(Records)
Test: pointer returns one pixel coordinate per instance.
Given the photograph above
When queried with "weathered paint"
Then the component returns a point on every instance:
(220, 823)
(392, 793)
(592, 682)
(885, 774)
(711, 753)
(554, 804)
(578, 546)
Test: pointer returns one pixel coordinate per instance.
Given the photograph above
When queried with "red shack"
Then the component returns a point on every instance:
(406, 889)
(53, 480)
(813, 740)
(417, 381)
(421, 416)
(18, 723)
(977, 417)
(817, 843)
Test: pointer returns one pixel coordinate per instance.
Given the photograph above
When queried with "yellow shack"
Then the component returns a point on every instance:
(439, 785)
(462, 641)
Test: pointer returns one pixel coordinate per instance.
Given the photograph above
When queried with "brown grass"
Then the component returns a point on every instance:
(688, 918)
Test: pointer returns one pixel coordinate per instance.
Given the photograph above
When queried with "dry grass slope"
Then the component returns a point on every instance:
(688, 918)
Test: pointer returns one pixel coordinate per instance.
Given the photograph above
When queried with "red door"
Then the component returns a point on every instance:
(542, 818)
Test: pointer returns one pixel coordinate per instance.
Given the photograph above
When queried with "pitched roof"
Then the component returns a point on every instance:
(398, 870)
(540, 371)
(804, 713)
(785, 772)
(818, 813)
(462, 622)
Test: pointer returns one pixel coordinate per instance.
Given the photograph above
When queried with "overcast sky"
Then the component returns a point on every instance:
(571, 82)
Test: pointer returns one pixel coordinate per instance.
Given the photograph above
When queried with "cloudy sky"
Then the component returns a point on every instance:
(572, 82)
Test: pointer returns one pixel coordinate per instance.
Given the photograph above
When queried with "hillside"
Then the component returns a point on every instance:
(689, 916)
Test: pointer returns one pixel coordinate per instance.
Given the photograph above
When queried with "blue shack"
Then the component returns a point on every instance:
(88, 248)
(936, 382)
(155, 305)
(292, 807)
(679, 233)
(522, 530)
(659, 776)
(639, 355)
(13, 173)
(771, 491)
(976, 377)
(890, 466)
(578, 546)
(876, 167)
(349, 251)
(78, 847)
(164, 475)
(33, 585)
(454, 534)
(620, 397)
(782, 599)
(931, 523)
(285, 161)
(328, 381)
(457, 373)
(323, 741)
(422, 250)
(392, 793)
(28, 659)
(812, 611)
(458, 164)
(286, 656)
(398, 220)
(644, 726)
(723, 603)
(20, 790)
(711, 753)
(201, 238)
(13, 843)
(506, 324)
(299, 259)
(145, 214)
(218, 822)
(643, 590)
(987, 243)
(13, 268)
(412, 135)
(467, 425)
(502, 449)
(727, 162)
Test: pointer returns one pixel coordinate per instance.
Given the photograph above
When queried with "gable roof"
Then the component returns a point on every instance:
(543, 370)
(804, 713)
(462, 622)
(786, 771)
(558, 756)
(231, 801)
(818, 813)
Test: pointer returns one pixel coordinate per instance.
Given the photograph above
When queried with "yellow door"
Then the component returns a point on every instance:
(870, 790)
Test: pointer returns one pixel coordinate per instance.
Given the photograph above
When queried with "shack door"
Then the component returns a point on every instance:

* * *

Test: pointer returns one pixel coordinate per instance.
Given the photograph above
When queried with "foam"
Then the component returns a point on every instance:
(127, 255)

# What you have to do
Select every line of the records that includes the word "door".

# Correct result
When queried with "red door"
When queried with "yellow door"
When queried with "shack door"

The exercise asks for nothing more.